### [What the exercise asks]
Copy the part of the data that opens with the line containing "</instance>" and closes with the line containing "negative clicks: (250, 27) (263, 26)", keeping both of those lines and everything between them exactly the same.

(Stored data)
<<<<

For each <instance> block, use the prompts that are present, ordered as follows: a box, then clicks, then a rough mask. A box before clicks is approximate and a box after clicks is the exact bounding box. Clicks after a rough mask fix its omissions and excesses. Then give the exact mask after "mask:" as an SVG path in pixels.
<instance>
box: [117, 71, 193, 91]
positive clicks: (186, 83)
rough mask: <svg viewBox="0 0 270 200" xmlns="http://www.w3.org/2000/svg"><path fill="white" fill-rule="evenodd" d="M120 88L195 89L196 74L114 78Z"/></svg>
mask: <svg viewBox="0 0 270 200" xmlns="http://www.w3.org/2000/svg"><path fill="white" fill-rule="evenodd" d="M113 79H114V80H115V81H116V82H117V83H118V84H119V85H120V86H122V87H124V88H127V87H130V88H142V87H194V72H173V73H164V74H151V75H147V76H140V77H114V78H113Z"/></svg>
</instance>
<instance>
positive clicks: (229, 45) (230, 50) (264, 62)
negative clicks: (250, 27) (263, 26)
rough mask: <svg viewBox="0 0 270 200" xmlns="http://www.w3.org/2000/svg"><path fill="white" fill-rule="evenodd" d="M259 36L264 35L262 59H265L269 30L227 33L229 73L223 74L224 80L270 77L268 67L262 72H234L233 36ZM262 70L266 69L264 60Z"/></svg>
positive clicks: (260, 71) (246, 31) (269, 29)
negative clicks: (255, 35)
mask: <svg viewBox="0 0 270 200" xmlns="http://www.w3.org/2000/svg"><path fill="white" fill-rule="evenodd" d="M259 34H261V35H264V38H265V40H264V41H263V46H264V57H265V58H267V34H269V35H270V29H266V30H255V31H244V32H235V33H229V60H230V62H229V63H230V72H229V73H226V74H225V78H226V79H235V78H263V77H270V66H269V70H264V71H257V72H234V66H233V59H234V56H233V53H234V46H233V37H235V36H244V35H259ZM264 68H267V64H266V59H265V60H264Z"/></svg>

>>>>

### [Solution below]
</instance>
<instance>
positive clicks: (229, 45) (230, 50) (264, 62)
negative clicks: (250, 27) (263, 26)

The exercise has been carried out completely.